Take the line that contains "Seedling-scouting request: tag the window" and each line after it in the material below, and transcribe them exactly, stopping at the end.
****
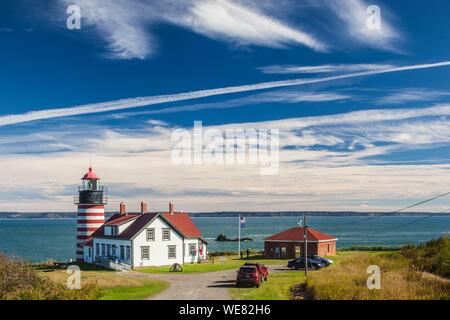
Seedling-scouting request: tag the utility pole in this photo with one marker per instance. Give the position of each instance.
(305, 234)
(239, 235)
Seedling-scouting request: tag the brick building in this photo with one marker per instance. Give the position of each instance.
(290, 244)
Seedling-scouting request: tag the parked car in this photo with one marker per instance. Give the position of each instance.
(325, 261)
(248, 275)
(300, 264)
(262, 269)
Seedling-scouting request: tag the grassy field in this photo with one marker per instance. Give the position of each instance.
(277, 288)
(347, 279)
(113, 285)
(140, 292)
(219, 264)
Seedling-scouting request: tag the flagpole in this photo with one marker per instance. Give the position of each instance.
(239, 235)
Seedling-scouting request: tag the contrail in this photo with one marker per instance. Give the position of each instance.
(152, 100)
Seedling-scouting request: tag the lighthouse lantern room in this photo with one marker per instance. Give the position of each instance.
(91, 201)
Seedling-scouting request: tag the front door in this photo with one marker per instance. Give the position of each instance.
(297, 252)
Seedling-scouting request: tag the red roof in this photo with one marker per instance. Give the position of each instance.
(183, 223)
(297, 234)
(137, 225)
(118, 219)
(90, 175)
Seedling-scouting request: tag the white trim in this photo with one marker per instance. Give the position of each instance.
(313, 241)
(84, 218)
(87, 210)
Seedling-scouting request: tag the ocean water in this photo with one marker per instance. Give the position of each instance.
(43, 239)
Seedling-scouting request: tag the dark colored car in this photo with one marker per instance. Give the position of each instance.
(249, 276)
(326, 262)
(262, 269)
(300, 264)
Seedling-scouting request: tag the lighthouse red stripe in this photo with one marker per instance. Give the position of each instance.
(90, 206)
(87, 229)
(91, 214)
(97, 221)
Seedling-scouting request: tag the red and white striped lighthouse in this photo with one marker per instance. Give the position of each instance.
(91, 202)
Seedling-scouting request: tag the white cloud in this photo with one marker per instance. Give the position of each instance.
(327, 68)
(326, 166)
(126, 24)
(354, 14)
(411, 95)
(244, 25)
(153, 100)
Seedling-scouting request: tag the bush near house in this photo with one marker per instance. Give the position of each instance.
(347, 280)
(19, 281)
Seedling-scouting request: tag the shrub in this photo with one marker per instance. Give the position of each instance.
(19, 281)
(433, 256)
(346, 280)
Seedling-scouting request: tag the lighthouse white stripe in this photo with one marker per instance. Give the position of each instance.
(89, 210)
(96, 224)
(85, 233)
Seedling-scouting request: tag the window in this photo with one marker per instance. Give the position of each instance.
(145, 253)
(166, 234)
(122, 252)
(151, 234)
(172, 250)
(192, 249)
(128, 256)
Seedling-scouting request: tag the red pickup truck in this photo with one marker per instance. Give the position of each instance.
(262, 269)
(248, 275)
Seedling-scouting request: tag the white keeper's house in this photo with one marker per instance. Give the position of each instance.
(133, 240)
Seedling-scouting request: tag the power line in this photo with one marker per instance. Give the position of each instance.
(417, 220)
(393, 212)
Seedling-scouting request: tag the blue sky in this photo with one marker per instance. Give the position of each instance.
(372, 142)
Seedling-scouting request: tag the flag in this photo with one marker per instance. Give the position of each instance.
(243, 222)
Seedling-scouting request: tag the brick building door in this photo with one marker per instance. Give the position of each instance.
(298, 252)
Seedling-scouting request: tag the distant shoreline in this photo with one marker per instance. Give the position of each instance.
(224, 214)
****
• [Response to the exercise]
Seedling-scouting request: tag the window in this photo with one marker per instance. Give the position of each instance.
(145, 253)
(166, 234)
(122, 252)
(151, 234)
(172, 250)
(192, 249)
(128, 256)
Seedling-scouting request: tag the red pickup truck in this photo with one marker per instance. Give the position of each instance.
(262, 269)
(248, 275)
Seedling-scouting request: tag the white keeper's house in this photo with one marker per instance. Give the position of each instance.
(133, 240)
Seedling-scouting request: tag the power line in this photo with one marker per instance. Give the position of each instance.
(417, 220)
(393, 212)
Seedling-scouting request: tag the blue sky in this photo with one marker per instance. Give the position of each instance.
(372, 142)
Seedling-scouting request: tag the flag in this photo with one marker per instance. Give the position of each instance.
(243, 222)
Seedling-scouting request: tag the brick building door in this photo with one marker per instance. Give the position of each instance.
(298, 252)
Seedling-scouting request: tag the distant shoreline in this photo with one marker per instance. Give the position of each instance.
(224, 214)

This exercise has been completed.